## TASKS TO CARRY OUT:
A - In the blog post, at what age does it say being single is still culturally unacceptable?
B - List every occupation or role the blog post gives for the old college friends met at the wedding.

## DOCUMENT PASSAGE:
Brother Blue
By Gene Monterastelli
December 19, 2004 by Gene

Weddings and Funerals

This past week one of my dear friends from college got married. It was, as all wedding should be, a wonderful celebration. But, as with all weddings and funerals, it has caused some self indulgent retrospection. Sorry if some of this is a bit melodramatic, but what good is self indulgent retrospective if it can’t be a little over the top. Things I (re)realized (in no particular order):
1) It is a wonderful thing to be at a wedding of two people who are getting married for all the right reasons. My boy cried last week as he was saying his vows. It was really cool.
2) With the possible exception of my own wedding I will never be in another wedding, and I will never be the best man at a wedding. Not that I mourn either of these facts. They are just that facts. I wonder if it is a reasonable way to keep score, the number of weddings one is in. Not that we or anyone is keeping score, or that it would be healthy to do so. But at some point you ask what a man’s life is worth. How you are connected to others is part of that. Is it possible to have meaningful connections when spend most of your life passing through?
3) It is still culturally unacceptable to be 30 years old and single. It is amazing how many times in the last month people have tried to set me, or the second or third question out of their mouth is about my personal life. I am flattered people care, and understand that when others are trying to fix me up, it is only because they want the best for me. When I explain, that for now I am a pilgrim and where I need to be, I can almost see in their eyes disbelief. “What is wrong with him?” “What is he running from?”
4) It is much easier to go against the gain when you are doing it. When I am in the midst of my wacky daily life, nothing could be more natural. The life I live makes perfect sense to me. When I step out of that life is when it gets weird. I found myself at the wedding catching up with a bunch of old college friends who are teachers, and lawyers, and physical therapists, and parents, and homeowners. Standing next to them I feel like a baffon. It reminds me of the time I saw a clown drive by me on the interstate in a minivan. He looked so out of place. So unnatural. In the middle the big top he looks right at home, in the bright light of day he looks like a cartoon. There is a set of paintings by Picaso of circus performers, but none of them are of performance. Instead they are of them just off stage, still in costume, getting ready to load up. They all look so acuward and out of place. Its fine to be a clown in the circus, it just feels weird being the clown surrounded by adults at a cocktail party.

## INFORMATION:

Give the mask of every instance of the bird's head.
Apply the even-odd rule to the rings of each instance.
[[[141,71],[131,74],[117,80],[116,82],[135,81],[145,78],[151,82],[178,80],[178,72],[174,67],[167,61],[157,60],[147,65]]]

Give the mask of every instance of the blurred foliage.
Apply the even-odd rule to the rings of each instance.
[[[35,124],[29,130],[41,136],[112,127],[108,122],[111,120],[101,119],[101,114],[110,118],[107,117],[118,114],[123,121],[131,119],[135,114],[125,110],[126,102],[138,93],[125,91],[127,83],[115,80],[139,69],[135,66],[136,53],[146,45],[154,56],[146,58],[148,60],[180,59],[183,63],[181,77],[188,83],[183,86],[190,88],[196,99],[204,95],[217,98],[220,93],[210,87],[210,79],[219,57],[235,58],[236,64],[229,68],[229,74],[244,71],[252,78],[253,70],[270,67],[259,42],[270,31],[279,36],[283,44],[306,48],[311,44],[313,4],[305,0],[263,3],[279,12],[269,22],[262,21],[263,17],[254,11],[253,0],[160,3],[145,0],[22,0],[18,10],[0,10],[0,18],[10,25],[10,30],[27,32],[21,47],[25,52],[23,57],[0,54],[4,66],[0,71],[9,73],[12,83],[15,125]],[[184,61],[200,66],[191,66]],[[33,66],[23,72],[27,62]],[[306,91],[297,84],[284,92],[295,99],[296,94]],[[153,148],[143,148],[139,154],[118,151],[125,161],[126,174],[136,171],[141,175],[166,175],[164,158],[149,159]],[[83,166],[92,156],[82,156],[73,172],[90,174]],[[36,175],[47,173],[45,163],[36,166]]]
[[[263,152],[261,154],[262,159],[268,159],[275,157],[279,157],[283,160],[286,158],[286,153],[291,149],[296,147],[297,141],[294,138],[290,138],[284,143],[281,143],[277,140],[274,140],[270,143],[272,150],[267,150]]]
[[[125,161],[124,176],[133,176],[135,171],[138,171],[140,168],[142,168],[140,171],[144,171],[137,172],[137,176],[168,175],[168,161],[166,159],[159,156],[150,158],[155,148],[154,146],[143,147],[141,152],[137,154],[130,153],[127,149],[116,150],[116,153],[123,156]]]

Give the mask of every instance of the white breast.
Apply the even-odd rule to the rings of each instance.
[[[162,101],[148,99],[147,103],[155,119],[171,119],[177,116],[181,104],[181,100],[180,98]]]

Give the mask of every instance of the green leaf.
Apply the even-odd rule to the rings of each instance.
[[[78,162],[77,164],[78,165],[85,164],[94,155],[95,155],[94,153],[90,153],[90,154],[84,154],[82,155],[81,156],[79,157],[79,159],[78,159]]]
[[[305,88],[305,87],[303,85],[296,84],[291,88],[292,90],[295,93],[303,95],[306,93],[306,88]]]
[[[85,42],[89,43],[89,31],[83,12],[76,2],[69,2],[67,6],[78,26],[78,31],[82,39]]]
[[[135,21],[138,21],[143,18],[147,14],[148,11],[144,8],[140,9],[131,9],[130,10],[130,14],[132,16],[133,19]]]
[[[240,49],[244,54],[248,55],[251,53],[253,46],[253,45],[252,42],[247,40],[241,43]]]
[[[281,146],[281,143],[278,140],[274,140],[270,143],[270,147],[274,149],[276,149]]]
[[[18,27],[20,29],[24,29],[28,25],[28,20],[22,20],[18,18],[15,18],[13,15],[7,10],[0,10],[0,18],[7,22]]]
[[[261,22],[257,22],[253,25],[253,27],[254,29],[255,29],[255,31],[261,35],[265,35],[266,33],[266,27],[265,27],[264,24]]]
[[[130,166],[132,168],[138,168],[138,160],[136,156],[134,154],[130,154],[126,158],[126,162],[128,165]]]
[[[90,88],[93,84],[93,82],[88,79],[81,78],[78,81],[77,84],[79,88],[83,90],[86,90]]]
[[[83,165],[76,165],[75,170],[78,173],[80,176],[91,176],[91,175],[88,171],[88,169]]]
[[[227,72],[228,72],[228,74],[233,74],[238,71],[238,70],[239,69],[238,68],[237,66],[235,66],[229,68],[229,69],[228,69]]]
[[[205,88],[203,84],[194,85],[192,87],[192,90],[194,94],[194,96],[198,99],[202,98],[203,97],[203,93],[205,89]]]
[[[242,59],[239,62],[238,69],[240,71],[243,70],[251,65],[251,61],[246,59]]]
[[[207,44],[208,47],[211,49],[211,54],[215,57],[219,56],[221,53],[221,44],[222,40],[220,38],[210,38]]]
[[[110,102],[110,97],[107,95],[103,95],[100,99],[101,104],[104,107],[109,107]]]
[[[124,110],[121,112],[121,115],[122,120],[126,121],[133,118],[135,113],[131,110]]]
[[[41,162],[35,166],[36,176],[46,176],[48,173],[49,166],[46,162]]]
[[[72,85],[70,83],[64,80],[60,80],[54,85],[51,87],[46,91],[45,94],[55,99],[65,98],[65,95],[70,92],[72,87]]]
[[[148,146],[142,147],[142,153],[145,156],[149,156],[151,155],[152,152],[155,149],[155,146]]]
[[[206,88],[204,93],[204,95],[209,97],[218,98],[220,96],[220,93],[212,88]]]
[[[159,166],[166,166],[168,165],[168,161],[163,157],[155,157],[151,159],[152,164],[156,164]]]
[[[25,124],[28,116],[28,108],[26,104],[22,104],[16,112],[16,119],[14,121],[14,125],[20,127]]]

## EXERCISE RESULTS:
A - 30 years old

B - teachers, lawyers, physical therapists, parents, homeowners